- AIM -
Transcribe the records below exactly as they appear.

[Coordinate annotation records]
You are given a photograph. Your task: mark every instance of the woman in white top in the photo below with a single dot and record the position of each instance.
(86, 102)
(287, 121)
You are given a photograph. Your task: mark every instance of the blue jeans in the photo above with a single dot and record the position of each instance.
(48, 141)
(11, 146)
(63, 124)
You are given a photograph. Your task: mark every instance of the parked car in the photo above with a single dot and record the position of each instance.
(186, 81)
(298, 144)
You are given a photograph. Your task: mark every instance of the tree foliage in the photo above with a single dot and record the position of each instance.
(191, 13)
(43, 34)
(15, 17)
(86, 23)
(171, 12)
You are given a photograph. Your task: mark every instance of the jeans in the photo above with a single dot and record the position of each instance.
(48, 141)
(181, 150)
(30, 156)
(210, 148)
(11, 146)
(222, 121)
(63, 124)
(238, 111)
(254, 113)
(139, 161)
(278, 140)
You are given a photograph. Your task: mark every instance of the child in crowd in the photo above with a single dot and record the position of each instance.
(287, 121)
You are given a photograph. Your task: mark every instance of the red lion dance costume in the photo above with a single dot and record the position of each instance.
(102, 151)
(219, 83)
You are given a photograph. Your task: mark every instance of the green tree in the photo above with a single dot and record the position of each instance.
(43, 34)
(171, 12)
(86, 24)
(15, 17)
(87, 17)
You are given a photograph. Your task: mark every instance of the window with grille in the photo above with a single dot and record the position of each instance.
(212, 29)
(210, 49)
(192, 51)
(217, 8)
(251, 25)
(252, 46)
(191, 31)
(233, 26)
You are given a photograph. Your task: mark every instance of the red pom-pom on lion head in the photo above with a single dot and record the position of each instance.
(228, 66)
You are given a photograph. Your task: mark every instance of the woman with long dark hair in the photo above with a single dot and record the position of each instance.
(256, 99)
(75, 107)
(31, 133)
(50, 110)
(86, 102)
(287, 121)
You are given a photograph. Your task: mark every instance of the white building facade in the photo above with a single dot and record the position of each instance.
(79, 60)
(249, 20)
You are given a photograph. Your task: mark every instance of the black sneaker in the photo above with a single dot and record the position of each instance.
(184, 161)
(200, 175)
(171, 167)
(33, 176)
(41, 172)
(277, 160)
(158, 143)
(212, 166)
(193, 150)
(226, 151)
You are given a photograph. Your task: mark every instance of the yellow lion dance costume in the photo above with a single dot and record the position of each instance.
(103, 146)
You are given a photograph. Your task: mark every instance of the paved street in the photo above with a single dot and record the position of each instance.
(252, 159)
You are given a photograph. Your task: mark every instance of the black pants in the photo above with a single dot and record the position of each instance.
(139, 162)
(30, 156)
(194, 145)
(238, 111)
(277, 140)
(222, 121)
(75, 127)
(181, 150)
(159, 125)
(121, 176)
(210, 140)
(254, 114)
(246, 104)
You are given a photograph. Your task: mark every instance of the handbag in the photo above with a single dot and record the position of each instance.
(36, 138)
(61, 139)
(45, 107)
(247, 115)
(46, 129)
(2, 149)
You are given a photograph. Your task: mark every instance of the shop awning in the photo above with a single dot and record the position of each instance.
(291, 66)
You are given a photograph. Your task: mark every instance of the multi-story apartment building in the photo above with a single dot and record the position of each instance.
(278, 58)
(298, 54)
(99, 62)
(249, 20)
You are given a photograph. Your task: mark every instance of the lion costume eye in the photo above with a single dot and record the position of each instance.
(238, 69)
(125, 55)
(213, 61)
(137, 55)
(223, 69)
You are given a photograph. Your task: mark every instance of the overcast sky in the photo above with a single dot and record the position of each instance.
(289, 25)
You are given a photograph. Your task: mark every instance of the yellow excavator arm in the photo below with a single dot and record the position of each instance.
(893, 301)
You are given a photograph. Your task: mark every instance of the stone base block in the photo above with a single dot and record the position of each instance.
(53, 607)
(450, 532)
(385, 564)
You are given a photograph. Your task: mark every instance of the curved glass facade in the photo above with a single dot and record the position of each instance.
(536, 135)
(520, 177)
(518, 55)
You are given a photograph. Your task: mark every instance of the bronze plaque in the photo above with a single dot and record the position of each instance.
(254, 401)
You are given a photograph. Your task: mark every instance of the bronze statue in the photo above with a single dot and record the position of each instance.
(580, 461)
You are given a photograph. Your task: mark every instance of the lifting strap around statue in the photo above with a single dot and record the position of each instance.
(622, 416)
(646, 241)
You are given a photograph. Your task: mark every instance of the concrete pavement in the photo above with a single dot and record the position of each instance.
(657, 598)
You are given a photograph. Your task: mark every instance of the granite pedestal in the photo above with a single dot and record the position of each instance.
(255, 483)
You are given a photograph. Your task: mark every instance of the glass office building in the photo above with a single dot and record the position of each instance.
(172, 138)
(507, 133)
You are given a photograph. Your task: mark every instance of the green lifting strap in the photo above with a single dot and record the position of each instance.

- ANSWER TO THE EXERCISE -
You are given a photograph. Your task: mark every instance of the woman in white top in the photo below with a single dot and record the position of each instance.
(86, 102)
(287, 121)
You are given a photograph. Your task: mark every instance of the blue jeans in the photo above with a single dot and record the position of each instance.
(48, 141)
(11, 146)
(63, 124)
You are given a photograph. Your task: mark every instance of the parked car in the photo above with a single dot and record the position of each instance.
(186, 81)
(298, 144)
You are given a photograph. Your task: mark every instance of the tree foliage in the photo above with a single dot and record the position of each instance.
(191, 13)
(43, 34)
(15, 17)
(86, 23)
(171, 12)
You are given a photograph. Your task: mark every instance of the jeans in the photo above with a single dot and record the position of each instance.
(48, 141)
(181, 150)
(30, 156)
(210, 148)
(11, 146)
(222, 121)
(63, 124)
(238, 111)
(254, 113)
(139, 161)
(278, 140)
You are given a photograph. Your task: mark every instance of the child in crowd in the photo above with a single dot and record the position of each instance.
(287, 121)
You are given a photograph. Your task: mark every instance of the red lion dance costume in the photo above with a single dot and record the position of each instance.
(102, 151)
(219, 83)
You are given a photograph. Your task: mark every instance of the green tree in the photo above with a single dot and record the position of each instance.
(43, 34)
(171, 12)
(86, 24)
(15, 17)
(87, 17)
You are given a photograph. Your task: mark every instance of the window with grille in the photo above with a single dot and record the position of each instance.
(212, 29)
(210, 49)
(192, 51)
(217, 8)
(251, 25)
(252, 46)
(191, 31)
(233, 26)
You are given a photograph. Your task: mark every instance of the red pom-pom on lion head in the photo above with a single dot and record the position of each instance.
(228, 66)
You are given a photograph. Your task: mark every instance of the woman with long dark hair in the photo above with a single dot and record the position of each instance.
(256, 99)
(75, 107)
(31, 133)
(50, 110)
(86, 102)
(287, 121)
You are given a photograph. Your task: mark every instance of the white building facade in the photo above with a single dot and record the position of each instance.
(79, 60)
(249, 20)
You are given a photograph. Your task: mark every instance of the black sneaker in the photo above with a single dot and record the position of each instance.
(184, 161)
(200, 175)
(171, 167)
(33, 176)
(41, 172)
(277, 160)
(158, 143)
(212, 166)
(193, 150)
(226, 151)
You are given a photograph. Your task: mark every instance of the yellow lion dance costume in the photo above with a single dot and record the position of each instance.
(103, 146)
You are given a photograph. Your task: mark every instance of the paved street in the photo above with a single dot and record the position of each instance.
(252, 159)
You are given a photograph. Your task: mark every instance of the black pants in the photo above with a single dot and record the position of each instance.
(139, 162)
(30, 156)
(194, 145)
(238, 111)
(277, 140)
(222, 121)
(75, 127)
(181, 150)
(159, 125)
(121, 176)
(210, 140)
(254, 114)
(246, 104)
You are given a photograph. Your task: mark every instance of the handbag in the photo above with a single dot and record the position of each instance.
(36, 138)
(61, 139)
(45, 107)
(247, 115)
(46, 129)
(2, 149)
You are given a photograph. Your task: mark every instance of the shop awning in the photo above with a single dot and record the position of each instance.
(291, 66)
You are given a photograph. Your task: mark every instance of the multi-story apartment building in the photo above with a single dot and record the position of each instance.
(278, 58)
(298, 54)
(99, 62)
(249, 20)
You are given a photograph. Your task: mark every instance of the lion costume eye in the photo above with a single dot and record the position of each instance.
(238, 69)
(125, 55)
(213, 61)
(137, 55)
(223, 69)
You are given a photograph. Your task: mark every instance of the overcast sky in the photo above with a single dot and record the position of each instance.
(289, 25)
You are given a photograph. Your task: mark every instance of the yellow excavator arm in the photo below with a single dot and record the position of each instance.
(893, 301)
You are given a photograph. Your task: mark every instance of the stone base block in the photo above with a single dot and record the position of each instance.
(53, 607)
(450, 532)
(385, 564)
You are given a photograph. Your task: mark every instance of the curved glass facade in the photo above with a single dot and record the position of each instance.
(536, 135)
(520, 177)
(518, 55)
You are given a photograph. Your task: mark every instance of the bronze plaque in the photo above with a single dot and record the position of each instance.
(254, 401)
You are given a photograph. Your task: mark every instance of the bronze statue in the photo above with a single dot and record the position of each instance.
(580, 461)
You are given a photograph. Your task: mark every instance of the lifting strap around statue in the photo above with a single dot and record the position of each instance.
(622, 416)
(646, 241)
You are given a photograph. Your task: mark every instance of the concrete pavement in the photo above with a single dot and record the position of each instance.
(657, 598)
You are given a photograph. Your task: mark every instance of the granite pedestal in the photo above with a single dot and record the position of each instance.
(255, 483)
You are given a photograph. Your task: mark every instance of the glass office building in the photo above with a single dot and record the position of each instance.
(172, 138)
(507, 133)
You are given a photograph. Your task: mark every instance of the green lifting strap in the photo above with a single dot and record the position of each instance.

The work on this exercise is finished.